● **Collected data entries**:
══════

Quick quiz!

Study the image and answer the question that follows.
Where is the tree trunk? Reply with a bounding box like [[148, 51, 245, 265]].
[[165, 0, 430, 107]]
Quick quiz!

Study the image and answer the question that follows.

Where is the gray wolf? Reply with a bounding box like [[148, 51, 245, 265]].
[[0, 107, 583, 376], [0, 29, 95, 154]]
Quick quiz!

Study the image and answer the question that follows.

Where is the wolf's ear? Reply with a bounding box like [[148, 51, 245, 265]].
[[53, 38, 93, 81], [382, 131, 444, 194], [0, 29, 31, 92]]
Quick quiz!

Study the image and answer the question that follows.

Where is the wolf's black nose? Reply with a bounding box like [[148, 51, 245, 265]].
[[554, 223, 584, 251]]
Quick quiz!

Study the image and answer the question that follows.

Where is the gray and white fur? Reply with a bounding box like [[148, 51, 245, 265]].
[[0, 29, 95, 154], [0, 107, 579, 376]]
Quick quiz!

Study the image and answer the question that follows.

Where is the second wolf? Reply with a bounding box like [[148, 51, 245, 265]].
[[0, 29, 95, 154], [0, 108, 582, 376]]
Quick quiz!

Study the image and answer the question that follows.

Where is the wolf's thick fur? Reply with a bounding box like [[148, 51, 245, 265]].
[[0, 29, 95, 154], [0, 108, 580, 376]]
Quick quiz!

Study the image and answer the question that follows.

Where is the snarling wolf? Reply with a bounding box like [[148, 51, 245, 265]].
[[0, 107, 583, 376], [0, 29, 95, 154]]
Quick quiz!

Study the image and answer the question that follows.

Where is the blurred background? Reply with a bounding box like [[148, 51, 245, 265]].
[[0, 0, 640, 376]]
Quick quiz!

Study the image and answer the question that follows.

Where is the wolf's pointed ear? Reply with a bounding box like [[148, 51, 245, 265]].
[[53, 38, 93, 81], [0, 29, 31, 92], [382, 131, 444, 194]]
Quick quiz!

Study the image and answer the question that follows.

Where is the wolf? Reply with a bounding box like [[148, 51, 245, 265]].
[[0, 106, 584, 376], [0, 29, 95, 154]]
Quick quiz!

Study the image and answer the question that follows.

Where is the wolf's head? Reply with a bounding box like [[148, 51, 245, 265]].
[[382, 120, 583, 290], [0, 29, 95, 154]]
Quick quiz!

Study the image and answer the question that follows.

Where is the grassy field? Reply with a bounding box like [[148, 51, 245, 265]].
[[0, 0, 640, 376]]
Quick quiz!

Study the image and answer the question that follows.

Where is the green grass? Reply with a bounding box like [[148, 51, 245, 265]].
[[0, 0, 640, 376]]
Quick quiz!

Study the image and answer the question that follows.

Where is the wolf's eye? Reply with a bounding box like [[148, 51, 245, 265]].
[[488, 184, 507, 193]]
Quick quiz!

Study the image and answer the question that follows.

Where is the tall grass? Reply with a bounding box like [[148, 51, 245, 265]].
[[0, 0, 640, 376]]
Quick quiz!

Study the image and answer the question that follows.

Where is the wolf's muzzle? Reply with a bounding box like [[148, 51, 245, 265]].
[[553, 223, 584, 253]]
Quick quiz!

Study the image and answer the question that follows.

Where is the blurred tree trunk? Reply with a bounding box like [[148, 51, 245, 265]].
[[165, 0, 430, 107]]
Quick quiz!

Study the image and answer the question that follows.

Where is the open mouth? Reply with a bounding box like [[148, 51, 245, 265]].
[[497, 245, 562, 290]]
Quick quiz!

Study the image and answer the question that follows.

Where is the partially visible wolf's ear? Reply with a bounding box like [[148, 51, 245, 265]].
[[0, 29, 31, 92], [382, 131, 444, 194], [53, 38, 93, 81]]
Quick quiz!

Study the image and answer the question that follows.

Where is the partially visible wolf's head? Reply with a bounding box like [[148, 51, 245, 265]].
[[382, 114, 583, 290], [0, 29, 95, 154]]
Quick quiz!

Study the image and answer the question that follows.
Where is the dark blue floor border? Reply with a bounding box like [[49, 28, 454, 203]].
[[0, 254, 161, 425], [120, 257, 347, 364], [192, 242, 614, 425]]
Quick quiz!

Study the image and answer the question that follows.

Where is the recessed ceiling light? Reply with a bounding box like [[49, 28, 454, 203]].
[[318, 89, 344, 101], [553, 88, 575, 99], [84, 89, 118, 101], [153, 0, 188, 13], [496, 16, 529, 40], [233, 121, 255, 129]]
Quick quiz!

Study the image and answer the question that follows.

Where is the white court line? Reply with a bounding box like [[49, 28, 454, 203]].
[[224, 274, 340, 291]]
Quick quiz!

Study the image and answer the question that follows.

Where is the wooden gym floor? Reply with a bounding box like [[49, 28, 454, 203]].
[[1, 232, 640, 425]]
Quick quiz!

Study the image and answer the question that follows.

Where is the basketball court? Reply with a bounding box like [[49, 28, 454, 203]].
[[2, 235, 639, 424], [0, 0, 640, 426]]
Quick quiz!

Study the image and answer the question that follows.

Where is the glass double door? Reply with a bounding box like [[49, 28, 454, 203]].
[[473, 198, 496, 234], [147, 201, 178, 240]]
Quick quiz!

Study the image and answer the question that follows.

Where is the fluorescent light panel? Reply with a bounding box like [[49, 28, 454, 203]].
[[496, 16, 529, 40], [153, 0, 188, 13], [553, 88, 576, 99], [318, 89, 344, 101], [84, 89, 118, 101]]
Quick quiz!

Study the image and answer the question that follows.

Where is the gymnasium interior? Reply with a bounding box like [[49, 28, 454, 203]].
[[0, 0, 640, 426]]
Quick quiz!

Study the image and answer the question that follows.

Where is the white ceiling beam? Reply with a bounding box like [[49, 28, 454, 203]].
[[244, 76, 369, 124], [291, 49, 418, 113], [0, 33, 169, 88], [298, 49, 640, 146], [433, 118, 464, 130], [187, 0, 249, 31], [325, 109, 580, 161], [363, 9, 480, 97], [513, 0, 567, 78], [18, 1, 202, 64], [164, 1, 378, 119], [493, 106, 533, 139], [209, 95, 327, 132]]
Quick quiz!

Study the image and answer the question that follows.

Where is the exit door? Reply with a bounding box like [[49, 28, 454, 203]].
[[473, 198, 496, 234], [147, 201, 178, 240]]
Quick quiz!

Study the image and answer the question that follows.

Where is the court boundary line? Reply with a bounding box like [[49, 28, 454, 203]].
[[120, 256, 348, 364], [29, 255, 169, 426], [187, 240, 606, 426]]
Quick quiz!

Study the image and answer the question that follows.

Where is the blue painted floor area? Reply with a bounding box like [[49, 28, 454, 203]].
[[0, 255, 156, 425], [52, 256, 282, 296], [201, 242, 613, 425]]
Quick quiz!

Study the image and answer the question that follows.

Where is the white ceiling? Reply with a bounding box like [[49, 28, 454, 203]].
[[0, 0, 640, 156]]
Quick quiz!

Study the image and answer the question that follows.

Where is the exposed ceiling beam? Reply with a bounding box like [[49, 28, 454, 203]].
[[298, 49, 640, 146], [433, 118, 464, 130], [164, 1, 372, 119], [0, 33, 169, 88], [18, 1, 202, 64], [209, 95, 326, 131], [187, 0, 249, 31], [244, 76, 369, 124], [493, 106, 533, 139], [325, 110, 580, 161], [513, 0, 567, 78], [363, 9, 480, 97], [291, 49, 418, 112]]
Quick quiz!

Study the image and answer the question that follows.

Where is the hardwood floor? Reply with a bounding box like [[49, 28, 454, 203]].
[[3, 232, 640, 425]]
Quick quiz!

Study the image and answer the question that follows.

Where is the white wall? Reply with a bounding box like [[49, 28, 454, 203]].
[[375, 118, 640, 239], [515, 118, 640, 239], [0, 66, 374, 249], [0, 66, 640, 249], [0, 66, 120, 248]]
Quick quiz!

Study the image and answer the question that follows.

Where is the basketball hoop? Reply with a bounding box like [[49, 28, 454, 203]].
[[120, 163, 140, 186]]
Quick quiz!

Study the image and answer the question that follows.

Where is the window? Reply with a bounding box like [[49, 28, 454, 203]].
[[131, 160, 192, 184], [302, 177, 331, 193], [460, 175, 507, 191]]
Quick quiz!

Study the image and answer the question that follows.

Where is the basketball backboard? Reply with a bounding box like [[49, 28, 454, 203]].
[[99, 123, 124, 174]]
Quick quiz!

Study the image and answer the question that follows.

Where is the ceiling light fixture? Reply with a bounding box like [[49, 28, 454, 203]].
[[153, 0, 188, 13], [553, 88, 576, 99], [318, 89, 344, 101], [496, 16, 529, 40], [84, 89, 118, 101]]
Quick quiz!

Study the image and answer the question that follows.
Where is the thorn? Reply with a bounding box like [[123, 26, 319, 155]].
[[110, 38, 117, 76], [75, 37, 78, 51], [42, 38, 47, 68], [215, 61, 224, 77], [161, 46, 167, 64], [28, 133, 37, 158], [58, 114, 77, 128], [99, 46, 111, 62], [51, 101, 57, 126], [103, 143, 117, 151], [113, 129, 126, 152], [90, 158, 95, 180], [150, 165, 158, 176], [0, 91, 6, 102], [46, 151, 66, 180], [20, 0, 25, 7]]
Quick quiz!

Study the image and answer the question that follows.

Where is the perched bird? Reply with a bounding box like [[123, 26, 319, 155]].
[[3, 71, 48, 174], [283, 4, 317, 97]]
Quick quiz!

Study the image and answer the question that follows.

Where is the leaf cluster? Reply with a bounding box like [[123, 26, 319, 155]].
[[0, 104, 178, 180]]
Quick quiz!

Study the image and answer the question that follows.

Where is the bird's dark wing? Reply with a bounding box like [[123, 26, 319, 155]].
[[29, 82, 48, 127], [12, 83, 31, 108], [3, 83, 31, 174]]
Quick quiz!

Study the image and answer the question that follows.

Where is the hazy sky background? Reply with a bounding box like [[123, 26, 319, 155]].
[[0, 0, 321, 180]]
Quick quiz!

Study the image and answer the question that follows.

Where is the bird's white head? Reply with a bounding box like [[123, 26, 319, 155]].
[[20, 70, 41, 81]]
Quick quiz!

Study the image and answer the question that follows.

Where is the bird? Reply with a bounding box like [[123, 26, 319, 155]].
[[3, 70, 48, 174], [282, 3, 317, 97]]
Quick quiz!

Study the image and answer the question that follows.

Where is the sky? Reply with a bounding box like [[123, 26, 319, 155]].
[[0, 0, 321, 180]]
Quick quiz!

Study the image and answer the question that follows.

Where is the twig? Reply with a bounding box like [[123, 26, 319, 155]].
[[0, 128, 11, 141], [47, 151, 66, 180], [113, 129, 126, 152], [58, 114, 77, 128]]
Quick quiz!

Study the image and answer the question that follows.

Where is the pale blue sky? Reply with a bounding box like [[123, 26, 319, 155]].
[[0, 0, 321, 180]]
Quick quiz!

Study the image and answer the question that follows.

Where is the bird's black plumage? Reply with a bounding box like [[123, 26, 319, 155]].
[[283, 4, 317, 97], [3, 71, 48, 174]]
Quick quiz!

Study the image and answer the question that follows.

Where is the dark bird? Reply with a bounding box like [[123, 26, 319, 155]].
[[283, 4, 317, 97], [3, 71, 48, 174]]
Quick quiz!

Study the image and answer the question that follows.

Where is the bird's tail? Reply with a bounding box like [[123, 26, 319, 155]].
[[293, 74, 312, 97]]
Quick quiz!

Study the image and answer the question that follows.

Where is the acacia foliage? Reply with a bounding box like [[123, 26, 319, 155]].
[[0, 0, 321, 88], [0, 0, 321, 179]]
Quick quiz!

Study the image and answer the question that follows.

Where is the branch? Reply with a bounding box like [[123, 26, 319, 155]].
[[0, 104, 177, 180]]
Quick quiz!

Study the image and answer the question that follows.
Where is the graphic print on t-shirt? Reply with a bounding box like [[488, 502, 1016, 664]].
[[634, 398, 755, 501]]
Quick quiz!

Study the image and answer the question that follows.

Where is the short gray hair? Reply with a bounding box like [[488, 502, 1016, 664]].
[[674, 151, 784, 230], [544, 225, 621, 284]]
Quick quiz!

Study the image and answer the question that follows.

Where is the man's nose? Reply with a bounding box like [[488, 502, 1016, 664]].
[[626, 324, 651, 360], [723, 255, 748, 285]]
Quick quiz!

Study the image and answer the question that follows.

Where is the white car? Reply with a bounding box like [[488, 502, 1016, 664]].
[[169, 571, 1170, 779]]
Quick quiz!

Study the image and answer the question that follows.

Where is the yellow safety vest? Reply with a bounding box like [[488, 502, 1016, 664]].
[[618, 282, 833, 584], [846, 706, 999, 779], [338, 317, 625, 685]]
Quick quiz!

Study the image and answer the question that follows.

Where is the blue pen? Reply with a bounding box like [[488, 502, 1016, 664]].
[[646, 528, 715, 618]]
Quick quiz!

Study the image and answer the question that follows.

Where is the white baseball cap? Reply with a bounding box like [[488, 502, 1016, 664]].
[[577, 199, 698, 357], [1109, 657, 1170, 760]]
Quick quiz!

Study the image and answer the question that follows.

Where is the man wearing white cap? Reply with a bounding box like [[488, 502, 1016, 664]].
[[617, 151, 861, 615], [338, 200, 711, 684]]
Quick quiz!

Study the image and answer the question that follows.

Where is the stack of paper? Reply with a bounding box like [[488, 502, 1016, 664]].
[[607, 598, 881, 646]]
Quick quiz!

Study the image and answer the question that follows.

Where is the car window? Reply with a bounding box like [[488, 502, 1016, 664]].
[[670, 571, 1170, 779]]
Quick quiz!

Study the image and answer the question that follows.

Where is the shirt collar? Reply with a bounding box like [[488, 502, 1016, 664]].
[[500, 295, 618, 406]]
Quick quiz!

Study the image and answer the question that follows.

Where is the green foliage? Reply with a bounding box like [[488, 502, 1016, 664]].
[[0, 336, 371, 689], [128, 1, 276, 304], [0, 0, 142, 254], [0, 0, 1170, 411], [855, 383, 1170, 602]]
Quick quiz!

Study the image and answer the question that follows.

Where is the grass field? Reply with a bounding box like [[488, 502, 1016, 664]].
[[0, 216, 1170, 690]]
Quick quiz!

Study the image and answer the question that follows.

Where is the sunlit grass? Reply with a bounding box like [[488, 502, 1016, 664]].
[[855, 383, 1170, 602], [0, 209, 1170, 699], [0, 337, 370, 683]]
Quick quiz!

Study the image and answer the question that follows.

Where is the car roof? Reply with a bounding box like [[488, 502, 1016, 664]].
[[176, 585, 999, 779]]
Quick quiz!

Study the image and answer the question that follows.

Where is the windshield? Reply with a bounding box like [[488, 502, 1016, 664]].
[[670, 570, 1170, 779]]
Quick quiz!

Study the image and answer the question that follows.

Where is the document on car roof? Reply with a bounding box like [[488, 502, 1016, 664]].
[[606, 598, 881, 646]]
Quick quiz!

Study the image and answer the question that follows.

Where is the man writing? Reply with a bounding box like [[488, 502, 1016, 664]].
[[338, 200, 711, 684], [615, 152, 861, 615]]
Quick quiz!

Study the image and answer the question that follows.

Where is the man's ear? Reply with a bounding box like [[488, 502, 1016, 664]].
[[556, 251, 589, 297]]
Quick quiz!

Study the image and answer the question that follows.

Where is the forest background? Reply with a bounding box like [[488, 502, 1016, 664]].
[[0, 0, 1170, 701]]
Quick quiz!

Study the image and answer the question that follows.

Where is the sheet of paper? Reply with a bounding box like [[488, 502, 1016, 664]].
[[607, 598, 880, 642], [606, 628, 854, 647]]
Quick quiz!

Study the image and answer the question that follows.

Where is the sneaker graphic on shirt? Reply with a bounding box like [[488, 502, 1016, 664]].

══════

● **Requirements**: Tally the lines above that contain the string "blurred", with case counting. How many are there? Reply with the number only.

● **Exercise output**: 2